■ Task instructions:
Produce an exact copy of the lines from the line that contains "Place a point on every instance of the gray" to the end of the listing below.

-------- Raw records --------

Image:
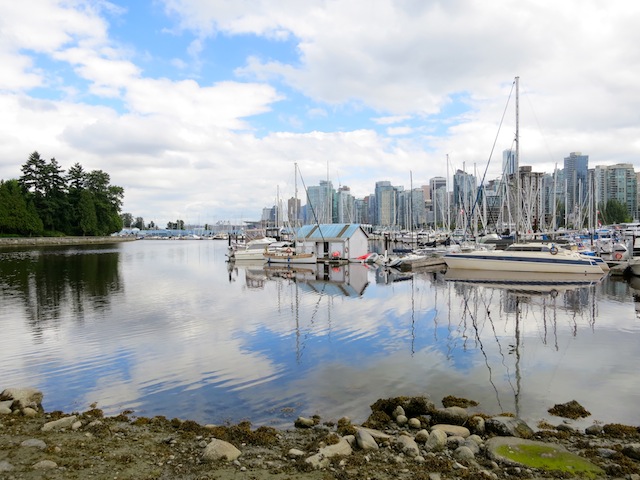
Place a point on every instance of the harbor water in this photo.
(171, 328)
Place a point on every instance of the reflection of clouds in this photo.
(179, 333)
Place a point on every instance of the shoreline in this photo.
(47, 241)
(403, 438)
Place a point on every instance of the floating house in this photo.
(335, 241)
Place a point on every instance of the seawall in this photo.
(44, 241)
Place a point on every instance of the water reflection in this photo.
(348, 280)
(224, 342)
(54, 283)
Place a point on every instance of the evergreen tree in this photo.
(17, 215)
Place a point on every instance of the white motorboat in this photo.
(527, 257)
(252, 250)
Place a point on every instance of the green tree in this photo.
(88, 221)
(139, 223)
(614, 212)
(107, 200)
(17, 214)
(127, 220)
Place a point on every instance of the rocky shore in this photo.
(403, 438)
(48, 241)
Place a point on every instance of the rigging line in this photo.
(315, 217)
(495, 141)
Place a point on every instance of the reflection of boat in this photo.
(252, 250)
(289, 272)
(527, 257)
(525, 282)
(289, 256)
(348, 280)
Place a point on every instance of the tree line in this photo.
(46, 200)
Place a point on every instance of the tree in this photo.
(88, 221)
(614, 212)
(127, 220)
(17, 214)
(139, 223)
(107, 200)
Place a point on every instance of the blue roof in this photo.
(330, 230)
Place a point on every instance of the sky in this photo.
(200, 109)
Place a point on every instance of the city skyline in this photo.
(200, 109)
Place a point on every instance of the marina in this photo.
(174, 329)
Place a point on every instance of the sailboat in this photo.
(526, 257)
(291, 254)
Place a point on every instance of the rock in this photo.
(464, 454)
(472, 445)
(632, 451)
(22, 398)
(45, 465)
(365, 441)
(322, 458)
(540, 455)
(509, 427)
(415, 423)
(593, 430)
(303, 422)
(570, 409)
(294, 452)
(30, 412)
(34, 443)
(397, 412)
(476, 425)
(220, 450)
(65, 422)
(408, 446)
(454, 442)
(436, 441)
(452, 430)
(422, 436)
(452, 415)
(377, 434)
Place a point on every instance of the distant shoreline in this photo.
(45, 241)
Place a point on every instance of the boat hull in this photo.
(517, 262)
(290, 258)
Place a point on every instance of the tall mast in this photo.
(295, 190)
(517, 160)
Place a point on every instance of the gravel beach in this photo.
(404, 438)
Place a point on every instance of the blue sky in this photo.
(200, 108)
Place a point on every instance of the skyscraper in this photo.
(576, 175)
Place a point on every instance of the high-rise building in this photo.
(616, 182)
(320, 203)
(508, 162)
(345, 211)
(439, 200)
(386, 204)
(294, 211)
(576, 168)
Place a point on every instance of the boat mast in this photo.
(517, 161)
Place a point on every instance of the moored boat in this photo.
(527, 257)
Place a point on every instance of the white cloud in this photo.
(448, 66)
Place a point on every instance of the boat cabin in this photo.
(335, 241)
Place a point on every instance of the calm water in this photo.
(169, 328)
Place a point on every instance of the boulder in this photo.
(220, 450)
(64, 422)
(509, 427)
(22, 398)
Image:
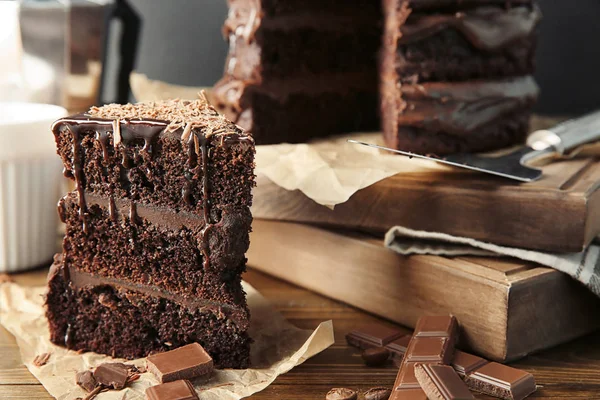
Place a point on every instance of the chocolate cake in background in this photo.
(456, 75)
(156, 232)
(297, 70)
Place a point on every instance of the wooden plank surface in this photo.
(507, 308)
(566, 372)
(560, 212)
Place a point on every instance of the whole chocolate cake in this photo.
(299, 69)
(156, 232)
(456, 75)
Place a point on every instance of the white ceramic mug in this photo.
(30, 176)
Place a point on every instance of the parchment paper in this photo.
(278, 347)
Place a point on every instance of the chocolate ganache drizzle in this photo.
(487, 28)
(125, 132)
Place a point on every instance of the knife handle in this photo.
(567, 135)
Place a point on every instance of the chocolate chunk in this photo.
(398, 347)
(465, 363)
(375, 356)
(113, 375)
(430, 350)
(378, 394)
(433, 341)
(86, 380)
(341, 394)
(186, 362)
(177, 390)
(441, 382)
(501, 381)
(41, 359)
(373, 335)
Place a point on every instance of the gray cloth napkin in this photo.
(584, 266)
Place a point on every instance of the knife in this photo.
(558, 141)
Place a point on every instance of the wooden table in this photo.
(569, 371)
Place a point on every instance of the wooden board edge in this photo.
(538, 321)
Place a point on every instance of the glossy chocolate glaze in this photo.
(81, 280)
(461, 108)
(486, 28)
(124, 133)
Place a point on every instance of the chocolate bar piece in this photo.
(441, 382)
(86, 380)
(398, 347)
(178, 390)
(374, 335)
(465, 363)
(432, 342)
(113, 375)
(186, 362)
(501, 381)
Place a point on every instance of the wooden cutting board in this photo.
(558, 213)
(506, 308)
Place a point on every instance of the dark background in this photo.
(181, 43)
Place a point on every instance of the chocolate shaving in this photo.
(179, 113)
(41, 359)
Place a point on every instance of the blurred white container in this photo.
(30, 176)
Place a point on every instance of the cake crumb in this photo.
(41, 359)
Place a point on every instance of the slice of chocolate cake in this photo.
(456, 76)
(156, 232)
(292, 63)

--------

■ Solved exercise:
Place a point on every instance of the gray cloth napkin in this photo.
(584, 266)
Place a point on every instance of the knife in this photo.
(558, 141)
Place a point on every instance of the wooden table in this photo.
(569, 371)
Place a point on every instance of the wooden board edge in this photo.
(538, 321)
Place a point on every instance of the glossy chocolate glaze in this photo.
(81, 280)
(461, 108)
(486, 28)
(124, 133)
Place a point on every instance of the chocolate bar piece in this photo.
(441, 382)
(86, 380)
(398, 347)
(178, 390)
(374, 335)
(465, 363)
(432, 342)
(113, 375)
(186, 362)
(501, 381)
Place a point on every instance of the wooden cutting board in this photo.
(558, 213)
(506, 308)
Place a point on every instance of the dark background in this photo.
(181, 43)
Place a point on every instance of the chocolate shaving in this photo.
(179, 113)
(41, 359)
Place a point on every instance of the blurred white container in this photo.
(30, 176)
Place a point on every instance of the cake crumb in this photo.
(41, 359)
Place a point on every instance of the slice of chocolate cake in this photo.
(456, 76)
(156, 232)
(292, 63)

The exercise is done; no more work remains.